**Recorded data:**
============
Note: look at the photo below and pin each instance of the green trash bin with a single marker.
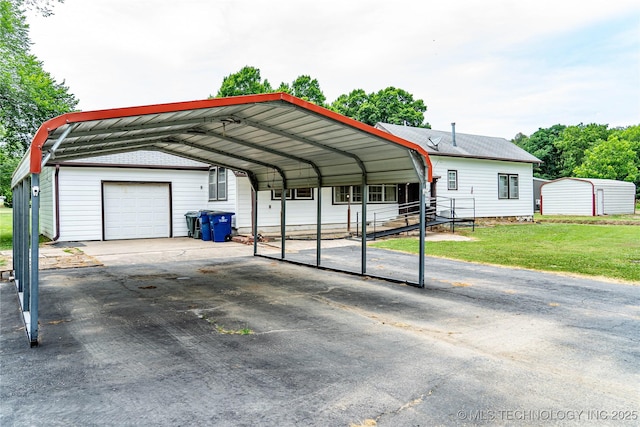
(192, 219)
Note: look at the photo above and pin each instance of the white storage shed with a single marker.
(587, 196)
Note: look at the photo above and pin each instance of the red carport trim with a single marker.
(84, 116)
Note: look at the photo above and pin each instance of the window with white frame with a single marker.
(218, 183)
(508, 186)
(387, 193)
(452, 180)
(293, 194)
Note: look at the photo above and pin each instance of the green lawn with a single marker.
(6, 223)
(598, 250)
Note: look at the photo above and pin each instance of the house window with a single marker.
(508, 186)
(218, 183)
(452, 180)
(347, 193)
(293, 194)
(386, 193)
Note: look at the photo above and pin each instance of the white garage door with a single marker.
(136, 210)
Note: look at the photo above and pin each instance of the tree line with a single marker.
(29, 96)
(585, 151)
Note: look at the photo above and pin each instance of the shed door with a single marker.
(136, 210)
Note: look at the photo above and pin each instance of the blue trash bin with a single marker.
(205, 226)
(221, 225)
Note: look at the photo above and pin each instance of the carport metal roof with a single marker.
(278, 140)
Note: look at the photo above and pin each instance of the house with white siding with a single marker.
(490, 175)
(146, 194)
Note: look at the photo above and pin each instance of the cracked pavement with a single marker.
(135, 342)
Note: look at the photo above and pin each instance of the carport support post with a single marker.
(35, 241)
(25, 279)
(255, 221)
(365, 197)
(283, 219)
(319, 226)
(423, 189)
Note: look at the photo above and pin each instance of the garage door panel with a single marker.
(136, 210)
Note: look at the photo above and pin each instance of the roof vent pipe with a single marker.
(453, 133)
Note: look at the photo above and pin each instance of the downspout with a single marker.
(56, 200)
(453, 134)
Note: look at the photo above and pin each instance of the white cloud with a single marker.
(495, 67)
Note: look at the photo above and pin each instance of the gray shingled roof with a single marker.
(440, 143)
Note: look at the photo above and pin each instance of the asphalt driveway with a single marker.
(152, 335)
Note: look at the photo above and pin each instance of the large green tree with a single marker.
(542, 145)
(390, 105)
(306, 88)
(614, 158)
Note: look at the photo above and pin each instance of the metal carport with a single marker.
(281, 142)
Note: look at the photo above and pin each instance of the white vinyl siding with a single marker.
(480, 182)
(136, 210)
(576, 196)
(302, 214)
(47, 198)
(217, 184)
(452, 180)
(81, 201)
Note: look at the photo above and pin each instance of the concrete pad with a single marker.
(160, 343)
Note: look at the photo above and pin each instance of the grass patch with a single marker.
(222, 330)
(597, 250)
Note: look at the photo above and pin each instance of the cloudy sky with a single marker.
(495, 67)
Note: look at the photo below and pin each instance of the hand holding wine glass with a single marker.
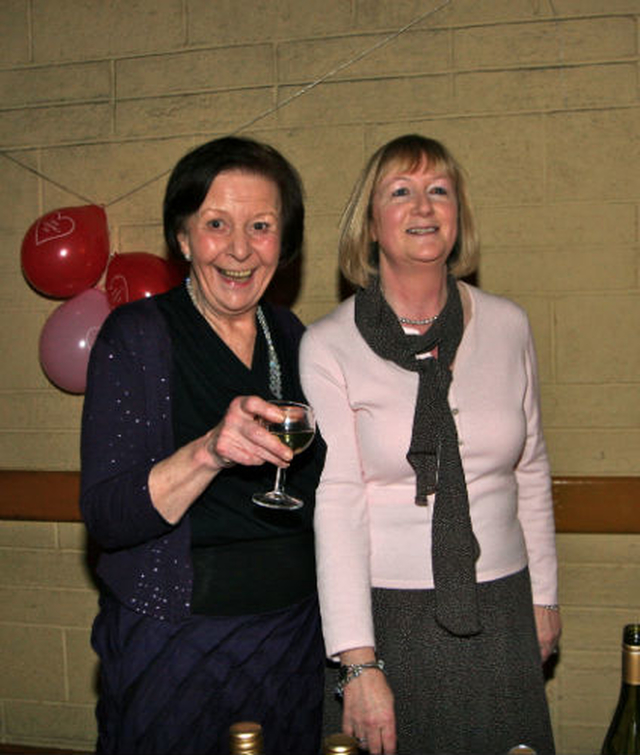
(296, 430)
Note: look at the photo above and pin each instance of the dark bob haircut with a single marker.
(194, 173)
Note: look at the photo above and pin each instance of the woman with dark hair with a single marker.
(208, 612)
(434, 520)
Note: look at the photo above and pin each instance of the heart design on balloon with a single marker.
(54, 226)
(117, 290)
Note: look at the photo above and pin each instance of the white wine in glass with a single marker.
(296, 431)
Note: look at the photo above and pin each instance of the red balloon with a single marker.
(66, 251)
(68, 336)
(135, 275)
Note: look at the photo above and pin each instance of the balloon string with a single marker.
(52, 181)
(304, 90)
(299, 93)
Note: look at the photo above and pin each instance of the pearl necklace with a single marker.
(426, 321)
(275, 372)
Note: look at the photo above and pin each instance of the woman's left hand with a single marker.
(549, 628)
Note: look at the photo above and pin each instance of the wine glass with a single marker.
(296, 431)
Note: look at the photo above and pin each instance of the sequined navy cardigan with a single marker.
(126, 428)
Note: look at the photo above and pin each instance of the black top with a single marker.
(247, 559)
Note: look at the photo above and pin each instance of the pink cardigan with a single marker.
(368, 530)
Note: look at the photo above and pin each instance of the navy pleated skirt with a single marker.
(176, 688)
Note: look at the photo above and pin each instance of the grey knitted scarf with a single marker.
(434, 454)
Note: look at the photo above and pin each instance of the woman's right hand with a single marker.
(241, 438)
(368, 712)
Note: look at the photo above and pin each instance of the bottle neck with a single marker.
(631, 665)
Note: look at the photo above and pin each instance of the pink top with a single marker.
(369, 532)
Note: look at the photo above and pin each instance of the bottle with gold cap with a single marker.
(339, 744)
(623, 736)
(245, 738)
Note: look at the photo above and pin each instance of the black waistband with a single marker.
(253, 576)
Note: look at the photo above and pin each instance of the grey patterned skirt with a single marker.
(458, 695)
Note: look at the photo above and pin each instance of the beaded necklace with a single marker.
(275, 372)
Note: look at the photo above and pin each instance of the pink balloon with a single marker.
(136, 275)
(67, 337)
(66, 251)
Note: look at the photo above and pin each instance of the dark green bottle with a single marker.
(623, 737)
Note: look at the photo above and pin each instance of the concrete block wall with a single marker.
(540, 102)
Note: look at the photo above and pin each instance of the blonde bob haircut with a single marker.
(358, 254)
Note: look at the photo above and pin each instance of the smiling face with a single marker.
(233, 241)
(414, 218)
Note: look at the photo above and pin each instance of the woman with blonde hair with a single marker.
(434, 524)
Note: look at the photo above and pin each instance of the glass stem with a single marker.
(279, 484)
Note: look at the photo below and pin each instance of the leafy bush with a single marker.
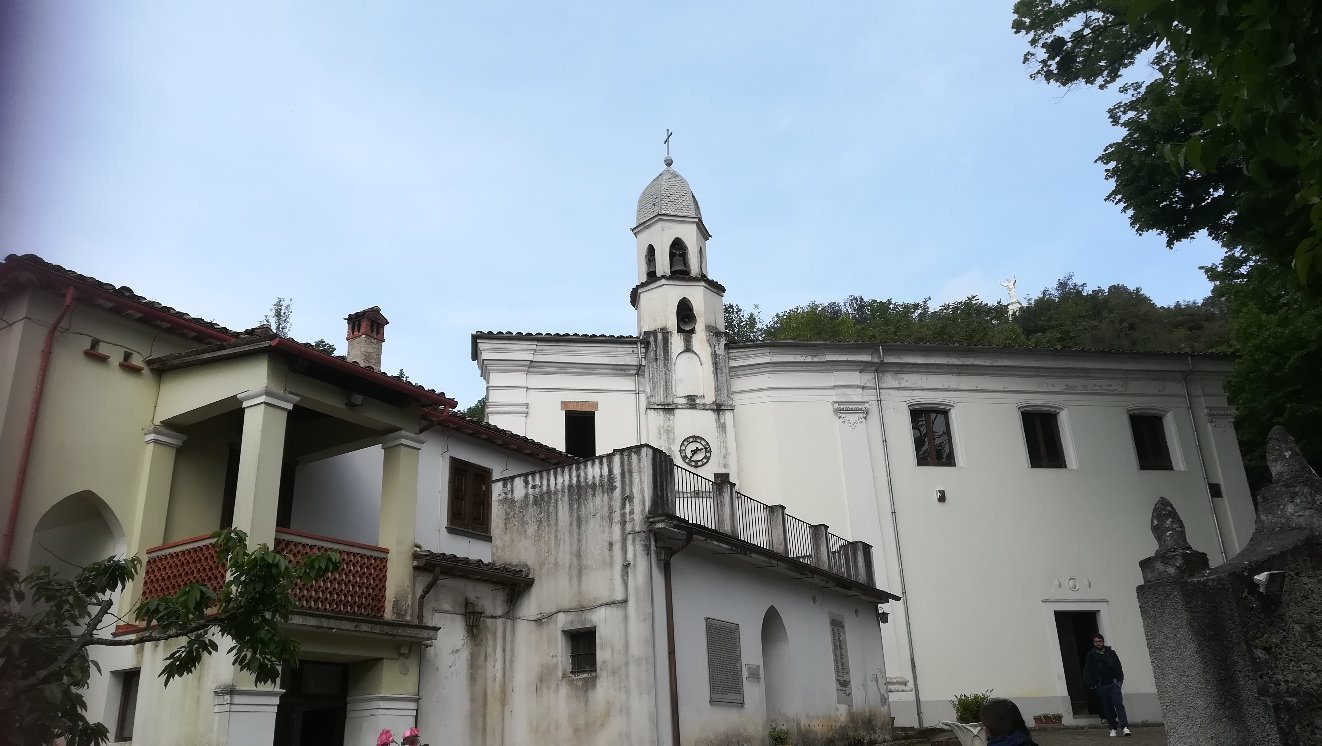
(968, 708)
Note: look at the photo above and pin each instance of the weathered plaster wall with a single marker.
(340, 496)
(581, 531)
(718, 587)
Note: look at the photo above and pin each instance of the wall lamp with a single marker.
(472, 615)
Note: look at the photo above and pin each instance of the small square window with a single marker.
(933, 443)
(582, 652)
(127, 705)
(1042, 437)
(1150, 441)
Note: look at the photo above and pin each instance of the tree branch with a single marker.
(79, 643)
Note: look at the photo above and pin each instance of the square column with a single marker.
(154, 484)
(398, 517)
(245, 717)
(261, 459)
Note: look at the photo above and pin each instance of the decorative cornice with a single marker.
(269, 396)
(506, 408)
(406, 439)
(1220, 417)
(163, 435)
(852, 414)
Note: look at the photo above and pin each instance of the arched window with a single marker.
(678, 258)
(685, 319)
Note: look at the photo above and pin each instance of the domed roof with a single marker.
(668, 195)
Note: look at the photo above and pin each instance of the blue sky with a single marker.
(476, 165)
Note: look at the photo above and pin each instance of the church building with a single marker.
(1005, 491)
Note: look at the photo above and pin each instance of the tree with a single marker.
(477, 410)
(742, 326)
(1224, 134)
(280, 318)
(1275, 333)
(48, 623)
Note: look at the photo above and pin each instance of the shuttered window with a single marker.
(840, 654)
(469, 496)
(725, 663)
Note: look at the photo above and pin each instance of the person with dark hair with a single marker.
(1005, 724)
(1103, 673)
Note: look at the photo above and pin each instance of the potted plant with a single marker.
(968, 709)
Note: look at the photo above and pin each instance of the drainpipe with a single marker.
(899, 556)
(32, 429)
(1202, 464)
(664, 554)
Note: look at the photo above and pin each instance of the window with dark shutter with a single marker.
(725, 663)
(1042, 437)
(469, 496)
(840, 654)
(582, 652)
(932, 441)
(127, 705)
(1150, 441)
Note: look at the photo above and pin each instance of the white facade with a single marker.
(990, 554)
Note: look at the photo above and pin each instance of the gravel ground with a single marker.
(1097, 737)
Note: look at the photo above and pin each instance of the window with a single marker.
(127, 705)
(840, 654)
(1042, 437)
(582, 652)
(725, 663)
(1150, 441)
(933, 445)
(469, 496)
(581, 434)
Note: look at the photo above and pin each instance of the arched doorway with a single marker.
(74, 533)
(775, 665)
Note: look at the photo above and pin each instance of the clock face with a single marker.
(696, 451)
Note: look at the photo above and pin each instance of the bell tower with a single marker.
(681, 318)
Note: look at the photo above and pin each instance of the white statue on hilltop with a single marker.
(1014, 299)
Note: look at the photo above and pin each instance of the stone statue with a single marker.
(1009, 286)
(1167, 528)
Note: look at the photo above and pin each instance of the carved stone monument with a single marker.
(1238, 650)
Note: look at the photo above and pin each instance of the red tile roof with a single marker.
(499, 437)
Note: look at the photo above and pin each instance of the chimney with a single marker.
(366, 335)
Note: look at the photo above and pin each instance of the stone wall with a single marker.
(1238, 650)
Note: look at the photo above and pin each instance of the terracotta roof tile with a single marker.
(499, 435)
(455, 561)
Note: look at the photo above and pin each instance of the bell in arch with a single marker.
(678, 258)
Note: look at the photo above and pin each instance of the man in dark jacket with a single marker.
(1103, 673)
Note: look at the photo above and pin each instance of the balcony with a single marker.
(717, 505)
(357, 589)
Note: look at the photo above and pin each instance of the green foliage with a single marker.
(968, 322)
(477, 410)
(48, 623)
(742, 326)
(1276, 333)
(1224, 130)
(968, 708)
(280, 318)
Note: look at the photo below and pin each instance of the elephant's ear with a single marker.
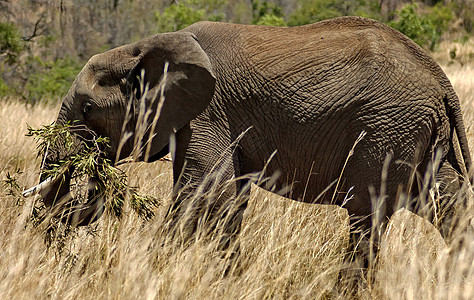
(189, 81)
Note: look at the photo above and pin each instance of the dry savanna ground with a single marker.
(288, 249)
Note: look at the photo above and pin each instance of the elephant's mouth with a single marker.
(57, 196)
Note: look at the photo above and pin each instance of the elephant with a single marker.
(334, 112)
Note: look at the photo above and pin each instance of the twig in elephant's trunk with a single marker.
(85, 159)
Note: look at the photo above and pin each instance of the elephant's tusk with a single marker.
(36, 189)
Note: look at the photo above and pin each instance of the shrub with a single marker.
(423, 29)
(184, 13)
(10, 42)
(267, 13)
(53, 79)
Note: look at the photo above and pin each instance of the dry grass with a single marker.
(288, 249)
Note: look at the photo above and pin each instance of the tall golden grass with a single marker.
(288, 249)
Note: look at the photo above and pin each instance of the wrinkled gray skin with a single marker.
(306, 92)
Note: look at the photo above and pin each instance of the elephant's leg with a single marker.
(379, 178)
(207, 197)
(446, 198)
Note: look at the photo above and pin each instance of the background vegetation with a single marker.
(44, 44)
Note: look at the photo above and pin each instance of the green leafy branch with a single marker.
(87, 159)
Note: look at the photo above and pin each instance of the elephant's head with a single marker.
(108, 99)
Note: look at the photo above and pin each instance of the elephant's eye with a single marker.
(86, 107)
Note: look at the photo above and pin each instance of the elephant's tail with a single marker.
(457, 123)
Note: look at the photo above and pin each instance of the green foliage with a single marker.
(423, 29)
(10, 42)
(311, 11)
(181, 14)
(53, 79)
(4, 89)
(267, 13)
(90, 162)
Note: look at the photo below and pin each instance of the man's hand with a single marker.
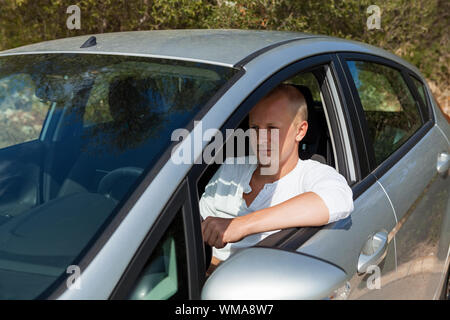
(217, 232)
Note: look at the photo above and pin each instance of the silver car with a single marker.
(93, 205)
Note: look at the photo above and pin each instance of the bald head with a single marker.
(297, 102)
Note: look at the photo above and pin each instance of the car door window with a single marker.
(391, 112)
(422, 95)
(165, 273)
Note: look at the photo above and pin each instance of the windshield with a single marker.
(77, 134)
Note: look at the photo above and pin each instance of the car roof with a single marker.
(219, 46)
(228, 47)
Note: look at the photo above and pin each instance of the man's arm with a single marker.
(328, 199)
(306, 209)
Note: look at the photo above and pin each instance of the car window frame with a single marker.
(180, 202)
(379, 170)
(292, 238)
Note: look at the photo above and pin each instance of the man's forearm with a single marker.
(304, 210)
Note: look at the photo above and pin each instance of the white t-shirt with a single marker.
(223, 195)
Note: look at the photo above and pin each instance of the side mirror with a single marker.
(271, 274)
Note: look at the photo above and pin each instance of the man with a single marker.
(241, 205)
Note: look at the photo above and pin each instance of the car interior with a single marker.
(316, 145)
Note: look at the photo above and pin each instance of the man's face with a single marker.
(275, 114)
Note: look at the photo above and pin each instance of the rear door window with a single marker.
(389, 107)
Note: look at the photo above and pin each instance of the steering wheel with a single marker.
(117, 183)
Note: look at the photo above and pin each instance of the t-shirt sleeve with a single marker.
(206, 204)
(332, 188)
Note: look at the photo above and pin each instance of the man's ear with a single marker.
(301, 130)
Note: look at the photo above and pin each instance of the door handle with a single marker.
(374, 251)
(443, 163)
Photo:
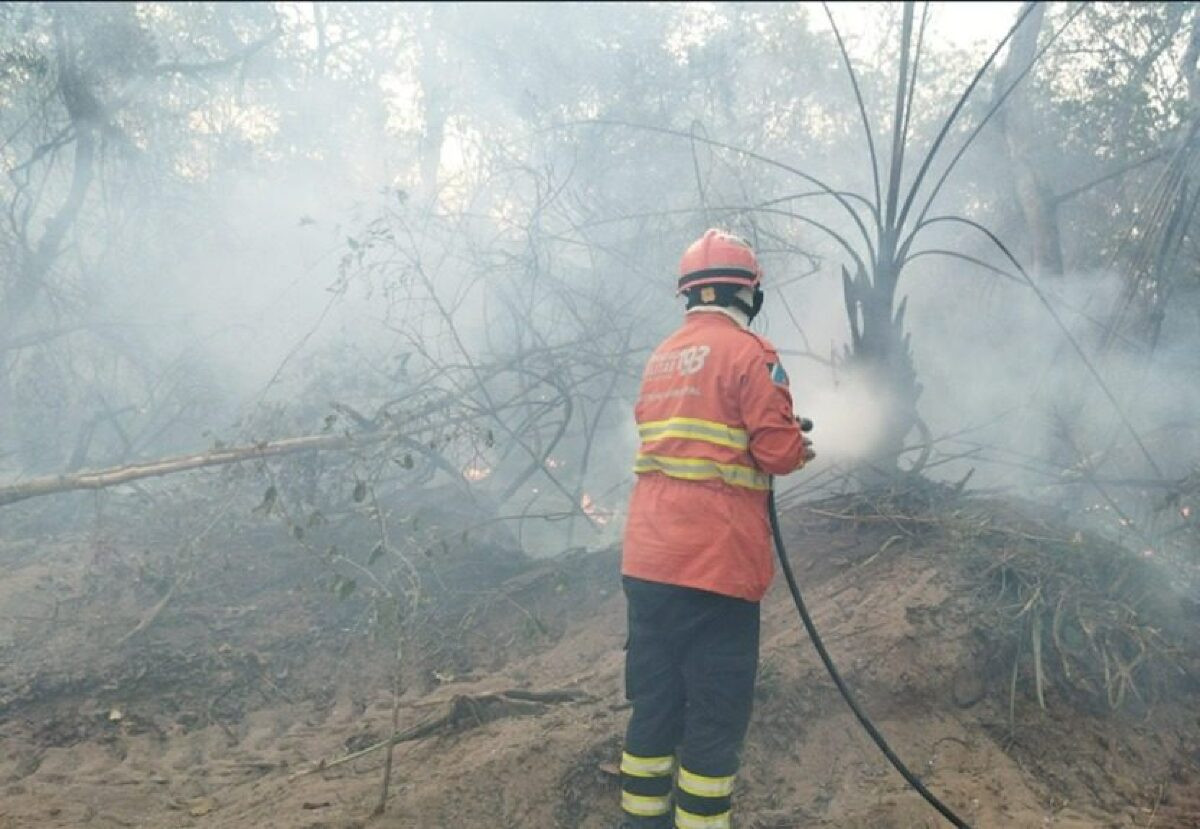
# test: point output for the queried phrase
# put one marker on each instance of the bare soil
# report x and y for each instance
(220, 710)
============
Pictures stay out. Copy exactly, and only, the lines from the one containing "interior with a single marker." through the end of the data.

Note: look at the photo above and pin each instance of the car interior with a single marker.
(316, 145)
Note: look at the photo above and pin each instance of the man's face with a single marker.
(275, 114)
Note: look at the photo above and pin each instance of the rear door window with a single marker.
(389, 107)
Note: look at the photo above and pin each instance of the steering wheel with a single marker.
(117, 183)
Note: look at the photo above and pin each instance of the t-shirt sleeve with a single marker.
(206, 204)
(332, 188)
Note: look at the photo above and pin each instance of the man's ear with a single marker.
(301, 130)
Note: look at the photo above and pin each instance of the door handle with a single marker.
(374, 251)
(443, 163)
Photo:
# test: point output for the queried phrase
# put one marker on each instance of the bare soil
# report x and y for each instance
(220, 710)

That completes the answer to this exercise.